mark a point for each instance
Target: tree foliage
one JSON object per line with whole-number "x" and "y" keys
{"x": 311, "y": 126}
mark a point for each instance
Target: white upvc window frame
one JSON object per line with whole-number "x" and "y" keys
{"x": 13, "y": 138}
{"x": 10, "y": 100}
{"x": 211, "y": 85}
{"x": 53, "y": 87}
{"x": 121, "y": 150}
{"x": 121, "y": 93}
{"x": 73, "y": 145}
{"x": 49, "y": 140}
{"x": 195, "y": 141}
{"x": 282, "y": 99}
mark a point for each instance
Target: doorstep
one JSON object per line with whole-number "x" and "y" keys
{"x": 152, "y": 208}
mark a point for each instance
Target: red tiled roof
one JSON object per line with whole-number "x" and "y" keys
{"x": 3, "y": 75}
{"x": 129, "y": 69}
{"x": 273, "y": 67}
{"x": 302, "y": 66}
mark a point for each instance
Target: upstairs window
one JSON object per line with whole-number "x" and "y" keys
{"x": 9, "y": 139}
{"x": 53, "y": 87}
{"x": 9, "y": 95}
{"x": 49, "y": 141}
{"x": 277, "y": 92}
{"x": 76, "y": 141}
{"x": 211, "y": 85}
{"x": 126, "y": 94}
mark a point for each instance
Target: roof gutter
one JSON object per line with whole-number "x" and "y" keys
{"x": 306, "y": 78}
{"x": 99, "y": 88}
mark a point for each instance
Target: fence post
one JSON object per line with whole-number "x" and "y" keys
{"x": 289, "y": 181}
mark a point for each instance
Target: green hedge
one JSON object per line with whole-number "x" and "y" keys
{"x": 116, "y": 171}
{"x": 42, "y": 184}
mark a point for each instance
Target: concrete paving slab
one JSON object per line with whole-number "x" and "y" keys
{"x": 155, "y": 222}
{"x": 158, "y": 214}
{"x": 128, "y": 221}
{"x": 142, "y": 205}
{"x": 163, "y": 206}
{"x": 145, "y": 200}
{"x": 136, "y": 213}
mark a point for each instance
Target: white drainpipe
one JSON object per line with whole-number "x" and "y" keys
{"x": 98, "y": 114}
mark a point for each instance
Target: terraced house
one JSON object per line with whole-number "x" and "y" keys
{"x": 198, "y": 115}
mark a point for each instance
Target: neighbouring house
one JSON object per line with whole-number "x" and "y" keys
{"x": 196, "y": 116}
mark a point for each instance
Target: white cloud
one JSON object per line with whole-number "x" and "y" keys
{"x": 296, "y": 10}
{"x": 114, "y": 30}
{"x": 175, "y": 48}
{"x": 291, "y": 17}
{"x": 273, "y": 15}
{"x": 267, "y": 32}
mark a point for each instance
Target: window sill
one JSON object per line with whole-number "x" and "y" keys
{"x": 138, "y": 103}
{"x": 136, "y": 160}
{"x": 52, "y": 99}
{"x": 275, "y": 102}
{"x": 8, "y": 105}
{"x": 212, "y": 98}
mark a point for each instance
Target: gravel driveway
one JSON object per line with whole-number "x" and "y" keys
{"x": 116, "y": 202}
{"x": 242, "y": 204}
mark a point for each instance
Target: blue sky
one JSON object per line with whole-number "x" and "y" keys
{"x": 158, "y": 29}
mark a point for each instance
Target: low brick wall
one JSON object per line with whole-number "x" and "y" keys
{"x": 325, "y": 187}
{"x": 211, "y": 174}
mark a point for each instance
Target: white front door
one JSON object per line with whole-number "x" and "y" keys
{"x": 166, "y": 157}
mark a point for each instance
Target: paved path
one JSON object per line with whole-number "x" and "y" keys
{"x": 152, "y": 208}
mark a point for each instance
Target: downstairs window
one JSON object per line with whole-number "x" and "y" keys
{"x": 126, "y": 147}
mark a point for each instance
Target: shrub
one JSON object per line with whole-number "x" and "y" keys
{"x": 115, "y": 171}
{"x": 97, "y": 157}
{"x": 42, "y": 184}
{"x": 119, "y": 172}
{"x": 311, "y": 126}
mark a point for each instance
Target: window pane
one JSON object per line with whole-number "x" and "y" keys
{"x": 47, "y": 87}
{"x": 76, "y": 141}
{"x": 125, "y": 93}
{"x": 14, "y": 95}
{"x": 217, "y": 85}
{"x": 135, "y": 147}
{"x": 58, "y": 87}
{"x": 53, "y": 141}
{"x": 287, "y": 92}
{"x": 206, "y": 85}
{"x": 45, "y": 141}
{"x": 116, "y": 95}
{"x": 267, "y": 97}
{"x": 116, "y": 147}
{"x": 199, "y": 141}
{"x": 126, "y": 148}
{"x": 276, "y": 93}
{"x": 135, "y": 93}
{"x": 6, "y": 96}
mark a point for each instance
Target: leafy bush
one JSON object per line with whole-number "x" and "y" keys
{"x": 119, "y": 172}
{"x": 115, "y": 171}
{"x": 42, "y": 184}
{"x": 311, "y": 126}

Prompt
Write out every entry verbatim.

Solved problem
mark a point for each instance
Target: tree foliage
one JSON object per line with whole-number "x" and "y" keys
{"x": 311, "y": 126}
mark a point for each instance
Target: white upvc window frame
one JSON object per line with whole-number "x" and "y" keys
{"x": 13, "y": 138}
{"x": 10, "y": 100}
{"x": 211, "y": 85}
{"x": 53, "y": 87}
{"x": 121, "y": 150}
{"x": 121, "y": 93}
{"x": 73, "y": 145}
{"x": 49, "y": 140}
{"x": 195, "y": 141}
{"x": 282, "y": 99}
mark a point for each instance
Target: doorstep
one JSON object per line with whole-number "x" and "y" keys
{"x": 152, "y": 208}
mark a point for each instance
Target: red tiled roof
one JSON object per line with whole-number "x" and "y" keys
{"x": 3, "y": 75}
{"x": 129, "y": 69}
{"x": 273, "y": 67}
{"x": 302, "y": 66}
mark a point for each instance
Target: upstairs window
one JSON object per line with whole-number "x" and "y" keys
{"x": 9, "y": 139}
{"x": 53, "y": 87}
{"x": 9, "y": 95}
{"x": 49, "y": 141}
{"x": 277, "y": 92}
{"x": 76, "y": 141}
{"x": 211, "y": 85}
{"x": 126, "y": 94}
mark a point for each instance
Target: roof gutter
one JSON object per line with whole-number "x" and "y" keys
{"x": 306, "y": 78}
{"x": 99, "y": 88}
mark a point for each instance
Target: fence post
one JSON object per line with whole-number "x" and "y" keys
{"x": 289, "y": 181}
mark a point for each instance
Target: green hedge
one JSON object per line with whole-number "x" and "y" keys
{"x": 116, "y": 171}
{"x": 42, "y": 184}
mark a point for each instance
Target: concrete paving slab
one JSON object per line with whole-number "x" and "y" keys
{"x": 155, "y": 222}
{"x": 158, "y": 214}
{"x": 128, "y": 221}
{"x": 142, "y": 205}
{"x": 163, "y": 206}
{"x": 145, "y": 200}
{"x": 136, "y": 213}
mark a point for each instance
Target: white drainpipe
one JSON object per line with whole-number "x" and "y" keys
{"x": 98, "y": 114}
mark a point for each instance
Target: terraced house
one JSON object per line with whole-number "x" and "y" keys
{"x": 198, "y": 115}
mark a point for each instance
Target: neighbouring house
one JSON object per line with whole-number "x" and "y" keys
{"x": 196, "y": 116}
mark a point for each instance
Target: white cloud
one JSON object per line with whole-number "x" and "y" keys
{"x": 296, "y": 10}
{"x": 114, "y": 30}
{"x": 175, "y": 48}
{"x": 291, "y": 17}
{"x": 273, "y": 15}
{"x": 267, "y": 32}
mark a point for each instance
Target: window sill
one JSON object per line with whole-number "x" and "y" keys
{"x": 138, "y": 103}
{"x": 136, "y": 160}
{"x": 52, "y": 99}
{"x": 275, "y": 102}
{"x": 8, "y": 105}
{"x": 212, "y": 98}
mark a point for each instance
Target: gravel driveway
one JSON object per line with whole-number "x" and "y" keys
{"x": 116, "y": 202}
{"x": 242, "y": 204}
mark a point for each instance
Target: blue sky
one JSON object per line with whole-number "x" and "y" keys
{"x": 158, "y": 29}
mark a point for each instance
Target: low brick wall
one JSON object per line with whole-number "x" and "y" keys
{"x": 325, "y": 187}
{"x": 211, "y": 174}
mark a point for each instance
Target: white front door
one JSON object per line with whole-number "x" and "y" keys
{"x": 166, "y": 157}
mark a point for each instance
Target: paved path
one JSON object per line with whole-number "x" and "y" keys
{"x": 152, "y": 208}
mark a point for each instance
Target: downstairs window
one JSON object per line with whole-number "x" and "y" keys
{"x": 126, "y": 147}
mark a point for each instance
Target: shrub
one JSON object per line with whole-number "x" and "y" keys
{"x": 115, "y": 171}
{"x": 97, "y": 157}
{"x": 42, "y": 184}
{"x": 119, "y": 172}
{"x": 311, "y": 126}
mark a point for each instance
Target: window pane
one JSON object per line with whole-number "x" and "y" keys
{"x": 47, "y": 87}
{"x": 76, "y": 141}
{"x": 125, "y": 93}
{"x": 14, "y": 95}
{"x": 217, "y": 85}
{"x": 135, "y": 147}
{"x": 58, "y": 87}
{"x": 53, "y": 141}
{"x": 287, "y": 92}
{"x": 206, "y": 85}
{"x": 45, "y": 141}
{"x": 116, "y": 95}
{"x": 267, "y": 97}
{"x": 116, "y": 147}
{"x": 199, "y": 141}
{"x": 126, "y": 148}
{"x": 276, "y": 93}
{"x": 135, "y": 93}
{"x": 6, "y": 96}
mark a point for each instance
Target: leafy bush
one JSON object per line with whole-number "x" and "y" keys
{"x": 119, "y": 172}
{"x": 115, "y": 171}
{"x": 42, "y": 184}
{"x": 311, "y": 126}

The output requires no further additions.